#### Extrait de page:
====================
Les syndicats disposent désormais d’une méthode de négociation sur l’intelligence artificielle. Issue des travaux de l’Institut de recherches économiques et sociales (Ires), cette méthode était présentée à la presse le 7 janvier. Éric Peres, secrétaire général de FO-Cadres, qui participait à la conférence, demande également un accord national interprofessionnel sur le sujet.
Une méthode de négociation sur l’intelligence artificielle (IA) et un manifeste. Éric Peres, secrétaire général de FO-Cadres, et les organisations syndicales ayant participé au projet Dial-IA de l’Institut de recherches économiques et sociales (Ires), ont présenté, le 7 janvier, les fruits de leurs travaux. Ces travaux alimenteront également une journée dédiée à l’IA dans le monde du travail, organisée par la confédération FO le 12 février 2025 dans ses locaux, en vue de l’élaboration d’un cahier revendicatif.
En matière d’IA, il existe une asymétrie entre d’une part les employeurs et les fournisseurs [d’IA], et d’autre part les salariés voire les organisations syndicales, constate Éric Peres. Salariés et syndicats ne sont en effet pas toujours formés à ce sujet technique, sur lequel les employeurs ont d’autant moins envie de communiquer qu’il est stratégique. Quant aux éditeurs d’IA, ils sont parfois loin du monde du travail. L’enjeu de Dial-IA est donc de rétablir l’équilibre afin de peser, explique Éric Peres.
Le secrétaire général de FO-Cadres s’interroge également sur la participation des cadres et des ingénieurs à l’invalidation de leur propre expertise lorsqu’ils doivent mettre en œuvre ou concevoir une IA. C’est pourquoi, dans la perspective d’une autonomie du travailleur vis-à-vis de la technologie, FO ne veut pas réfléchir seulement à l’usage de l’IA mais aussi à sa conception et à la formation des ingénieurs, explique-t-il.
Début de réponse syndicale
Créé en 1982 pour répondre aux besoins des organisations syndicales représentatives dans le domaine de la recherche économique et sociale, l’Ires offre un cadre de connaissances qui se prête à l’élaboration d’une réponse syndicale à l’introduction de dispositifs d’IA au travail, pose Éric Peres. La cinquantaine de participants – syndicalistes, experts et chercheurs mais aussi quelques représentants patronaux – qui ont travaillé pendant 18 mois au projet Dial-IA, co-financé par l’Anact et soutenu par le cabinet Ultra laborans, ne sont pas partis de rien. Ils se sont appuyés sur les préconisations de l’accord cadre européen de 2020 sur la numérisation négociée par les interlocuteurs sociaux. Les travaux issus de Dial-IA sont en quelque sorte la déclinaison en France de cet accord, souligne Odile Chagny, économiste à l’Ires.
====================
#### Données enregistrées:
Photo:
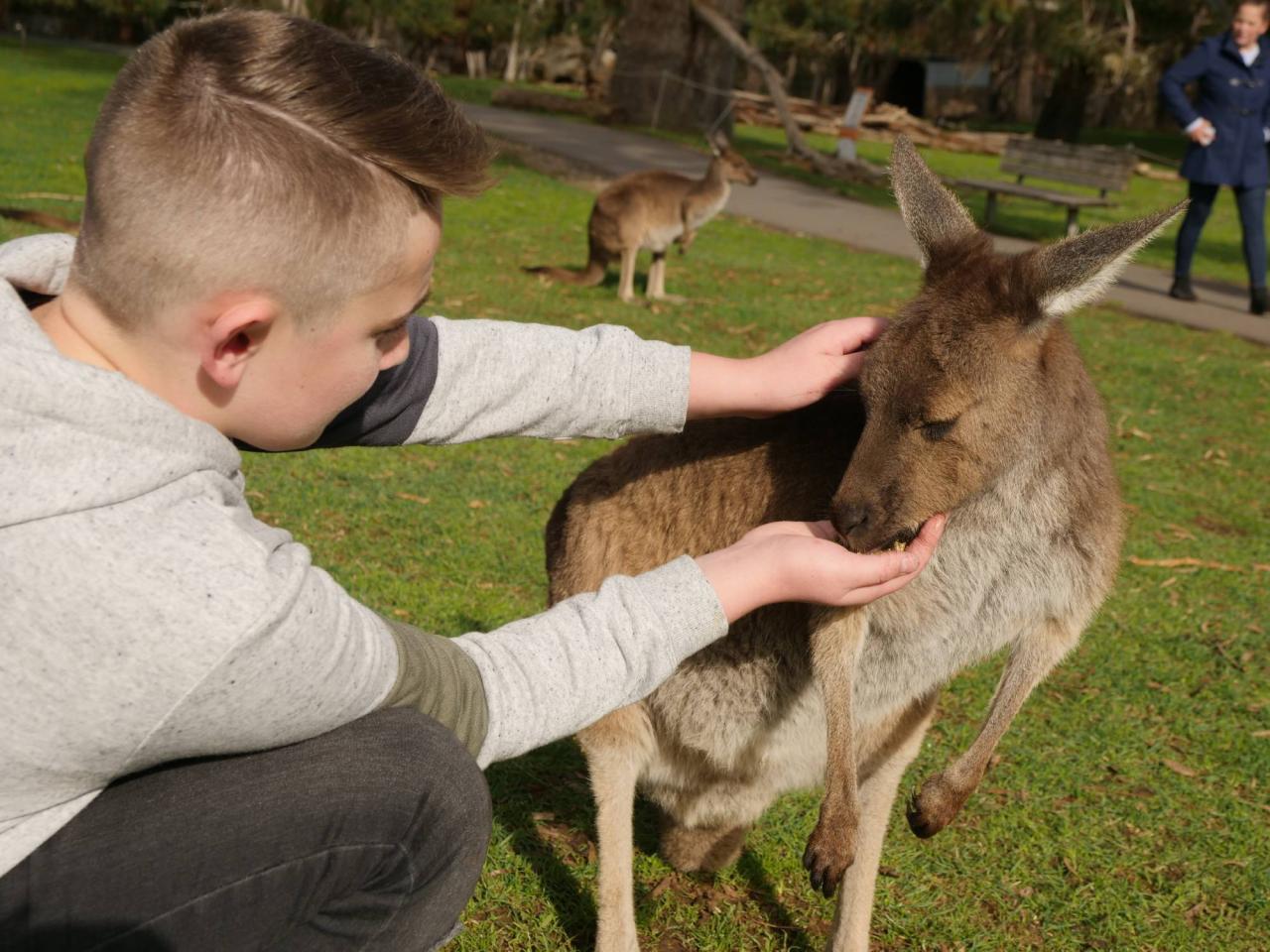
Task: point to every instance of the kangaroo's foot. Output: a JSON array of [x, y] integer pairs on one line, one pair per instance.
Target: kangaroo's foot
[[830, 849], [933, 807], [668, 298], [707, 848]]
====================
#### Consigne:
Recopiez le passage de l'article sur les syndicats et l'IA qui va de « Début de réponse » jusqu'à « économiste à l’Ires. » inclus, en mettant « soixantaine » à la place de « cinquantaine ». Ce matériel n'a aucun rôle à jouer ici.

#### Résultat de l'exercice:
Début de réponse syndicale
Créé en 1982 pour répondre aux besoins des organisations syndicales représentatives dans le domaine de la recherche économique et sociale, l’Ires offre un cadre de connaissances qui se prête à l’élaboration d’une réponse syndicale à l’introduction de dispositifs d’IA au travail, pose Éric Peres. La soixantaine de participants – syndicalistes, experts et chercheurs mais aussi quelques représentants patronaux – qui ont travaillé pendant 18 mois au projet Dial-IA, co-financé par l’Anact et soutenu par le cabinet Ultra laborans, ne sont pas partis de rien. Ils se sont appuyés sur les préconisations de l’accord cadre européen de 2020 sur la numérisation négociée par les interlocuteurs sociaux. Les travaux issus de Dial-IA sont en quelque sorte la déclinaison en France de cet accord, souligne Odile Chagny, économiste à l’Ires.